- Assignment:
Would you please output the lines from the one holding "target | black sleeve" to the end of the entries, exactly and with no others?

- Data to process:
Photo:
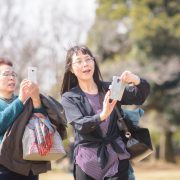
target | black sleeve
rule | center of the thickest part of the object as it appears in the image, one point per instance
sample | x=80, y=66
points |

- Response:
target | black sleeve
rule | center of the thickest part of the object as it appears in the image, one point per instance
sample | x=80, y=66
points |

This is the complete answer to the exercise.